Re: Use generation memory context for tuplestore.c

From: Matthias van de Meent <boekewurm+postgres(at)gmail(dot)com>
To: David Rowley <dgrowleyml(at)gmail(dot)com>
Cc: PostgreSQL Developers <pgsql-hackers(at)lists(dot)postgresql(dot)org>
Subject: Re: Use generation memory context for tuplestore.c
Date: 2024-05-10 16:36:14
Message-ID: CAEze2Wi-rXYha+0mU66Sn3-2FdZS7mgSJj=o_msPr95rHLAUaw@mail.gmail.com
Views: Raw Message | Whole Thread | Download mbox | Resend email
Thread:
Lists: pgsql-hackers

On Sat, 4 May 2024 at 04:02, David Rowley <dgrowleyml(at)gmail(dot)com> wrote:
>
> On Sat, 4 May 2024 at 03:51, Matthias van de Meent
> <boekewurm+postgres(at)gmail(dot)com> wrote:
> > Was a bump context considered? If so, why didn't it make the cut?
> > If tuplestore_trim is the only reason why the type of context in patch
> > 2 is a generation context, then couldn't we make the type of context
> > conditional on state->eflags & EXEC_FLAG_REWIND, and use a bump
> > context if we require rewind capabilities (i.e. where _trim is never
> > effectively executed)?
>
> I didn't really want to raise all this here, but to answer why I
> didn't use bump...

**DATA RECORDS**
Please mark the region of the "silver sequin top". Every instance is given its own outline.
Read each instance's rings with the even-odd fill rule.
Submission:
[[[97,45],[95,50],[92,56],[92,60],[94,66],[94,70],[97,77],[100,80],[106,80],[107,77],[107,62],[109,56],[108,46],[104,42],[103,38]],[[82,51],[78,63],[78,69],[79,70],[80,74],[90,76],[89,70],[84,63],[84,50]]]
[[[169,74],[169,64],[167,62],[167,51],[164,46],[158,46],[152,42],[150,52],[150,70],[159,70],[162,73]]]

**WORK INSTRUCTIONS**
- a) List every option that the message header on tuplestore.c memory contexts shows on its "Views" line.
- b) On what date and at what time was the message on tuplestore.c memory contexts sent?
- c) Copy out the section of the message on tuplestore.c memory contexts that opens with the words containing "On Sat, 4 May 2024 at 04:02, David" and closes with "didn't use bump...", replacing "bump" with "slab" throughout.

**SOLUTIONS TO THE TASKS**
- a) Raw Message, Whole Thread, Download mbox, Resend email

- b) 2024-05-10 16:36:14

- c)
On Sat, 4 May 2024 at 04:02, David Rowley <dgrowleyml(at)gmail(dot)com> wrote:
>
> On Sat, 4 May 2024 at 03:51, Matthias van de Meent
> <boekewurm+postgres(at)gmail(dot)com> wrote:
> > Was a slab context considered? If so, why didn't it make the cut?
> > If tuplestore_trim is the only reason why the type of context in patch
> > 2 is a generation context, then couldn't we make the type of context
> > conditional on state->eflags & EXEC_FLAG_REWIND, and use a slab
> > context if we require rewind capabilities (i.e. where _trim is never
> > effectively executed)?
>
> I didn't really want to raise all this here, but to answer why I
> didn't use slab...